■ ACTION ITEM
Every line of the data is to be retyped exactly.

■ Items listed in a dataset
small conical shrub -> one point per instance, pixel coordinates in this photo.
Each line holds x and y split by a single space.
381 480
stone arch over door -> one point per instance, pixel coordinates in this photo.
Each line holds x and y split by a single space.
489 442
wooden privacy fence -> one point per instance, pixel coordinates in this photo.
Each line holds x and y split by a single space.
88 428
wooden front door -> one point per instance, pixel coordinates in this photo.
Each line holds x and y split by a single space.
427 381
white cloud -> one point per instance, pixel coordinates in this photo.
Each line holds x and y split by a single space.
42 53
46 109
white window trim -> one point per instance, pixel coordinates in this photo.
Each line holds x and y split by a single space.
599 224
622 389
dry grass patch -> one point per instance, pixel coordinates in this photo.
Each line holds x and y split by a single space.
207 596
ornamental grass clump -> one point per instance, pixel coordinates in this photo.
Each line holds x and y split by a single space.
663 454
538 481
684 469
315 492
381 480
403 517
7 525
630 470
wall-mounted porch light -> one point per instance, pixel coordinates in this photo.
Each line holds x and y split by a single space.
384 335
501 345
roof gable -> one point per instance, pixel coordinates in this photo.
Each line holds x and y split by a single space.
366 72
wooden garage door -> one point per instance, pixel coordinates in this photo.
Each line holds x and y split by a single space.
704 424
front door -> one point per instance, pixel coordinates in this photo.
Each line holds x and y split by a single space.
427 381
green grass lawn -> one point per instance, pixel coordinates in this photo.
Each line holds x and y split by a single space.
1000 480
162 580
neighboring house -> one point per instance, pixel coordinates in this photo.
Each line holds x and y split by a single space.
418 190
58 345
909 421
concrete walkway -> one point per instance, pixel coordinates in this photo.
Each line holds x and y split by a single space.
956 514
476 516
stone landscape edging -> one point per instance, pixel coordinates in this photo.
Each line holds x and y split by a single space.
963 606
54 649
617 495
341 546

■ OUTPUT OF THE TASK
small conical shrub -> one point per instance, pixel coordinates in this photo.
Each line holds x and y split by a single space.
381 480
stone arch over door -> one point per instance, pixel coordinates in this photo.
Each line holds x and y split by a single space.
489 442
wooden privacy fence -> one point per instance, pixel coordinates in this photo.
Each line holds x and y split by a single space.
88 428
wooden front door -> one point per instance, pixel coordinates in this photo.
Each line holds x and y split by a single space.
427 381
white cloud -> one point per instance, pixel coordinates in this photo.
Each line holds x and y split by a single space.
42 53
46 109
white window trim -> one point per instance, pixel coordinates in this photo.
Each line holds x and y split by a single space.
599 224
622 389
dry grass patch -> one point per instance, pixel coordinates in this photo.
Each line holds x and y split by a single space.
207 596
ornamental grass clump -> one point per instance, pixel coordinates in this photo.
Each line holds x and y split by a single space.
663 454
538 481
684 469
315 492
381 480
403 517
7 525
630 470
wall-mounted porch light -> one point per instance, pixel coordinates in this photo.
Each line holds x and y split by a single space.
384 335
501 345
roof gable -> one point per instance, pixel coordinates in this photo.
Each line holds x and y split by a single space.
366 72
wooden garage door -> one point per instance, pixel coordinates in this photo.
Each line holds x and y split by a single space.
704 424
front door -> one point per instance, pixel coordinates in this photo.
Each line holds x and y split by a single space.
427 381
green grass lawn -> one point per instance, pixel coordinates in this photo.
Each line holds x and y split by a single space.
1000 480
162 580
neighboring house -> one point per instance, pixel coordinates in this photo.
Each line holds x and y split by a single space.
418 190
58 345
909 421
concrete walkway -> one point per instance, pixel coordinates in this photo.
Each line holds x and y split by a single space.
956 514
476 516
stone landscape edging -> one point per instance, pixel coordinates in this photo.
Each line holds x and y split by a single space.
963 606
54 649
617 495
341 546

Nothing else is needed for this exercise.